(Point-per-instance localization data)
◆ ◆ ◆ ◆ ◆

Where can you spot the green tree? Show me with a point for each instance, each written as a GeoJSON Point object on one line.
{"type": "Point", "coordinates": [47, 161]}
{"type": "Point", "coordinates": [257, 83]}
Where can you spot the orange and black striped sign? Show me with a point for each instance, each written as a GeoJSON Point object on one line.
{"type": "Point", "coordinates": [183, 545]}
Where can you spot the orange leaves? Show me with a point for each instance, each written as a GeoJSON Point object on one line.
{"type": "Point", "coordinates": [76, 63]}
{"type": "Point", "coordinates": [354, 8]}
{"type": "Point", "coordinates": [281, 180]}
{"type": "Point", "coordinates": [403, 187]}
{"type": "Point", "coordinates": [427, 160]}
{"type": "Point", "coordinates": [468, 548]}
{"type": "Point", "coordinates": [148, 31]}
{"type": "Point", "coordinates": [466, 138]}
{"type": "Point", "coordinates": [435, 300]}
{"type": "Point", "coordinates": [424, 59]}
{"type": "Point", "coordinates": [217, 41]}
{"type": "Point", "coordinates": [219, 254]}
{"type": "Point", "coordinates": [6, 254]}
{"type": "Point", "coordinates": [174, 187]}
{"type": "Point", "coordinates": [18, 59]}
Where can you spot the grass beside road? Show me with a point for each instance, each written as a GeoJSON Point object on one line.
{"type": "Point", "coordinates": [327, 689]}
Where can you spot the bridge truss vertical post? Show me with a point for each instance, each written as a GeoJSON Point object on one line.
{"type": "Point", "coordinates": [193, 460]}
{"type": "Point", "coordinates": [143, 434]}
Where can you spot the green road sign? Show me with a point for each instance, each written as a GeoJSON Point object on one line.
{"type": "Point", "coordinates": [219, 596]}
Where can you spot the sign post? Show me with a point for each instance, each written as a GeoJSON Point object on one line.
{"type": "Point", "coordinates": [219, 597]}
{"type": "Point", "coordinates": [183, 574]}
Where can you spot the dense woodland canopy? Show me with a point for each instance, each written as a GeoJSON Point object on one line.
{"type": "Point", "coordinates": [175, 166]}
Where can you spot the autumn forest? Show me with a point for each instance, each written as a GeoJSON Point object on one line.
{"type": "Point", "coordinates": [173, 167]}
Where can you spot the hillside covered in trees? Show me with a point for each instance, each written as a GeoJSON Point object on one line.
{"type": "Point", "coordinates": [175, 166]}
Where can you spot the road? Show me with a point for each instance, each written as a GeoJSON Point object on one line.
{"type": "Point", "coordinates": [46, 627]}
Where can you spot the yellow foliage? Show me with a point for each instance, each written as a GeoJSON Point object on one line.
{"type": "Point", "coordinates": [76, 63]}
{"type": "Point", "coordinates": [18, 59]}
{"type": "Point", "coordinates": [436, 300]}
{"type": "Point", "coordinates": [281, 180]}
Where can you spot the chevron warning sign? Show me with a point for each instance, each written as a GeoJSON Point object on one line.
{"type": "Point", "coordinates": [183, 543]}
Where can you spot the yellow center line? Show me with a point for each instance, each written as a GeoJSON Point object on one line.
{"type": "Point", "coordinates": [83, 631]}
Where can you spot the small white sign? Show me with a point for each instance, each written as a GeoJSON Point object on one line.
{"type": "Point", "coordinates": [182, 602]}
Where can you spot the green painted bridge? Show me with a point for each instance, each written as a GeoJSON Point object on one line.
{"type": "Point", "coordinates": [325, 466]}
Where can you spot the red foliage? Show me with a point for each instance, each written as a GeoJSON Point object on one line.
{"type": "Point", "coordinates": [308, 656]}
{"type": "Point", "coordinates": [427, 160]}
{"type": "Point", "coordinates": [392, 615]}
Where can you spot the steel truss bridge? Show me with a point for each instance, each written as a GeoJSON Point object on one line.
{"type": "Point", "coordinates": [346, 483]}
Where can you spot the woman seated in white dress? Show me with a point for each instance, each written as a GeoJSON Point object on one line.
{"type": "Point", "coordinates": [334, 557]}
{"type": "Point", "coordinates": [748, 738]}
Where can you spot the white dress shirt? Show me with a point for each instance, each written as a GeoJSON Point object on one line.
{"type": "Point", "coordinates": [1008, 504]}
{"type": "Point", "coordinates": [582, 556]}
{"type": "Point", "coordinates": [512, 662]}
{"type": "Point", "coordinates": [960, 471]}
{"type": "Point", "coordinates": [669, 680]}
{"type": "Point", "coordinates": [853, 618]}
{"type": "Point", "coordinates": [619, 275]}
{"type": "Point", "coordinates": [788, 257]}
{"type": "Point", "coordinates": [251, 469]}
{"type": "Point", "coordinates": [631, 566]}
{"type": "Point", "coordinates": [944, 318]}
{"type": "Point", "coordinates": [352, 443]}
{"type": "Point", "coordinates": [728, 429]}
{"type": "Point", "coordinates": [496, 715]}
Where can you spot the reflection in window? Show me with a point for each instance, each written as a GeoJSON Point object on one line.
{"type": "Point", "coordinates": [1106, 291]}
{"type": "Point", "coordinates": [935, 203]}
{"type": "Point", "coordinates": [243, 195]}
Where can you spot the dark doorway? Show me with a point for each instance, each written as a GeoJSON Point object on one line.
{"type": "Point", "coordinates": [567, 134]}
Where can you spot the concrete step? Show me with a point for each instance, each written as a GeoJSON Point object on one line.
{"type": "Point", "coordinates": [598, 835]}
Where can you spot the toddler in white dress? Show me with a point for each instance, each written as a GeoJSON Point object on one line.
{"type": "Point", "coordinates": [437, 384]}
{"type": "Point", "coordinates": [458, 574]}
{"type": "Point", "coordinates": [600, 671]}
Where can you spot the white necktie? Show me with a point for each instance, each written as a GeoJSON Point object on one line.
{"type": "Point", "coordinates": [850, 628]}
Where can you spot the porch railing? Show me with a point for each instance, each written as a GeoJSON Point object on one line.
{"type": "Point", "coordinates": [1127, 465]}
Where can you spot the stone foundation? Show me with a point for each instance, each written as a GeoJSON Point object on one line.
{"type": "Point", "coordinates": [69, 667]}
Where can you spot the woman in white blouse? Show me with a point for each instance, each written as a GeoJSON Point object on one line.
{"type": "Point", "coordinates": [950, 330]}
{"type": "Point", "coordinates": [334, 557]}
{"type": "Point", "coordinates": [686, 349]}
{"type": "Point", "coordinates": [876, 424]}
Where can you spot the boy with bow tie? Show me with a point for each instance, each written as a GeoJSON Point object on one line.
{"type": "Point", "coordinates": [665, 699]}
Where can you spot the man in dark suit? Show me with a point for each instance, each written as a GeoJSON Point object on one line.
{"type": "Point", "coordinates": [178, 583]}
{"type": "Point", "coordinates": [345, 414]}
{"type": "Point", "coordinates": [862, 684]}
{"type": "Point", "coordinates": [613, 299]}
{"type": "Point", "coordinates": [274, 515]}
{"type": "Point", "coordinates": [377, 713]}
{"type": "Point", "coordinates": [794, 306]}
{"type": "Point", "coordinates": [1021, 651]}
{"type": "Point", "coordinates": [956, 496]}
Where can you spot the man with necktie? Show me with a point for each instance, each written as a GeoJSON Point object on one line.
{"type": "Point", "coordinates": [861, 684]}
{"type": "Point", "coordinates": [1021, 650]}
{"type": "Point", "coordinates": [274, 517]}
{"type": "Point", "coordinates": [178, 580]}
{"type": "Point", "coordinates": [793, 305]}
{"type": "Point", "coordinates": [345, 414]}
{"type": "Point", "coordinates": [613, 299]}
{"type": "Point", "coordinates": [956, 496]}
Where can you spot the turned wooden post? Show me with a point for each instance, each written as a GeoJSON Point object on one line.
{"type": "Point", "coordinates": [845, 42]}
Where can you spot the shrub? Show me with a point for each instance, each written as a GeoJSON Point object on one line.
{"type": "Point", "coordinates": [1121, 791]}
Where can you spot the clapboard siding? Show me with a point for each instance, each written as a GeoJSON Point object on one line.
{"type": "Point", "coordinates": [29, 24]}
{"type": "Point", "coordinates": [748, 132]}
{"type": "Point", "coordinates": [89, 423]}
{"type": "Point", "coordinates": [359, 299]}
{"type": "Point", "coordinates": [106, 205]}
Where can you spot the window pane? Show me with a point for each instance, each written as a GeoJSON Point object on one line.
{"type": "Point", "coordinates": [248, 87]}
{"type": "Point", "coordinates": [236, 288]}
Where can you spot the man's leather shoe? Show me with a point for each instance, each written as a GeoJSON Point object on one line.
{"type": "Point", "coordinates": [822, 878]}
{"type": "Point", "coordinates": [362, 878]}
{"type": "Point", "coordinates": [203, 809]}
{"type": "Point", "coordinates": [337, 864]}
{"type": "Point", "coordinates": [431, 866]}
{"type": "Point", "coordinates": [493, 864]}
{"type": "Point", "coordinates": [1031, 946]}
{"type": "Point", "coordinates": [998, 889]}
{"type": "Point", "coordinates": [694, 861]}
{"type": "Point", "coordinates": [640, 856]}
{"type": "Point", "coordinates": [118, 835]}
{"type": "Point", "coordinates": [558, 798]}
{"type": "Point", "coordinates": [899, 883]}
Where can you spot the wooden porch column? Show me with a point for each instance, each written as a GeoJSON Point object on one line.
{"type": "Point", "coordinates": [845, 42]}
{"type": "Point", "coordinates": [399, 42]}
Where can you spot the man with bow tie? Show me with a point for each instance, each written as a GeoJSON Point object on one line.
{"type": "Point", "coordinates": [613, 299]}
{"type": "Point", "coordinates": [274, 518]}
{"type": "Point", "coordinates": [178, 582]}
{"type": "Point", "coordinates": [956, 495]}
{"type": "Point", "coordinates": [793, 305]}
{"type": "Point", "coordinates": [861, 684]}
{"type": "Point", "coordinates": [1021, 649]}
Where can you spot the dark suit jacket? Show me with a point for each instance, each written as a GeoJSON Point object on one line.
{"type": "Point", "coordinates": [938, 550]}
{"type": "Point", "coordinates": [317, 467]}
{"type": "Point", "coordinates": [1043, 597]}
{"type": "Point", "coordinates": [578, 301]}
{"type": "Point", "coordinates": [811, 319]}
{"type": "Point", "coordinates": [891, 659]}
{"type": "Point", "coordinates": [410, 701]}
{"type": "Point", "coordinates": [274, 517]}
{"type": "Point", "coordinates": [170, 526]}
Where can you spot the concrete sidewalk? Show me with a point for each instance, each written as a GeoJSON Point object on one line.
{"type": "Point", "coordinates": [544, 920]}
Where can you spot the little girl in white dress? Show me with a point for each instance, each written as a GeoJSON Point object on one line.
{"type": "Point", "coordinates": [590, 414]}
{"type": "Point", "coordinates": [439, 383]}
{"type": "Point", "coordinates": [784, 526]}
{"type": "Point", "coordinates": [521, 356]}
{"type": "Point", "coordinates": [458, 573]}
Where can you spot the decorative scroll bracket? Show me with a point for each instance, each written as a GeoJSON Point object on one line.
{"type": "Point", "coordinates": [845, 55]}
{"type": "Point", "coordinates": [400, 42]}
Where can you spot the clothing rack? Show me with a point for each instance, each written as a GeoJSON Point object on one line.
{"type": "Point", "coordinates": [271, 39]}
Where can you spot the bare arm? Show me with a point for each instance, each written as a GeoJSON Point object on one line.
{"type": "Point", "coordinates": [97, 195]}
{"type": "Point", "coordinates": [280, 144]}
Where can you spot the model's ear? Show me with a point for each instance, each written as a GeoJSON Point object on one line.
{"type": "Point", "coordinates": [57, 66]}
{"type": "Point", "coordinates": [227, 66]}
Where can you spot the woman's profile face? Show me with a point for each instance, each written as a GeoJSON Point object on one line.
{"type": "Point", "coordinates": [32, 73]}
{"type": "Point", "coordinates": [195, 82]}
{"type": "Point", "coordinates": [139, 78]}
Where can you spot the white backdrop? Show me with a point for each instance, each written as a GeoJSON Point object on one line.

◆ ◆ ◆ ◆ ◆

* **Exercise aim**
All that the answer may hold is the lines from the one with "Where can you spot the woman's" through the end of the data, set down exactly as they appear.

* **Answer to this problem**
Where can you spot the woman's profile face? Show me with a point for each instance, each written as a GeoJSON Point object on one line.
{"type": "Point", "coordinates": [32, 73]}
{"type": "Point", "coordinates": [195, 82]}
{"type": "Point", "coordinates": [139, 78]}
Where can you spot the white backdrop? Show me with a point for each instance, each written as a GeoJSON Point object on one line.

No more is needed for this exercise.